---------- Article

Jason Moran is overseen at the Whitney by Adrienne Edwards, the Engell Speyer Family Curator and Curator of Performance, who originated the show at the Walker.
A renowned musician and composer known for jazz styles from stride piano to free improvisation, Moran’s experimental approach to artmaking aligns objects with sound in an effort to underscore their inherent theatricality. Whether executed through the medium of sculpture, drawing, or sound, his works bridge the visual and performing arts. In all aspects, Moran’s creative process is informed by one of the essential tenets of jazz music: the “set,” in which musicians come together to engage in a collaborative process of improvisation, riffing off of one another to create the musical experience.
“Jason
Moran is one of the most vital and boundary-breaking creative voices
of our time, and his wide-ranging collaborations with other visual
and performing artists have had a profoundly generative effect on
their work as well as on his own artistic development,”

--------------------
---------- Collected material

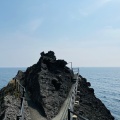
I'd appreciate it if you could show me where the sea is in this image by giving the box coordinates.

--------------------

### [Work to complete]
Copy out the passage about Jason Moran word for word, leaving nothing out and changing nothing.

### [Written answer]
Jason Moran is overseen at the Whitney by Adrienne Edwards, the Engell Speyer Family Curator and Curator of Performance, who originated the show at the Walker.
A renowned musician and composer known for jazz styles from stride piano to free improvisation, Moran’s experimental approach to artmaking aligns objects with sound in an effort to underscore their inherent theatricality. Whether executed through the medium of sculpture, drawing, or sound, his works bridge the visual and performing arts. In all aspects, Moran’s creative process is informed by one of the essential tenets of jazz music: the “set,” in which musicians come together to engage in a collaborative process of improvisation, riffing off of one another to create the musical experience.
“Jason
Moran is one of the most vital and boundary-breaking creative voices
of our time, and his wide-ranging collaborations with other visual
and performing artists have had a profoundly generative effect on
their work as well as on his own artistic development,”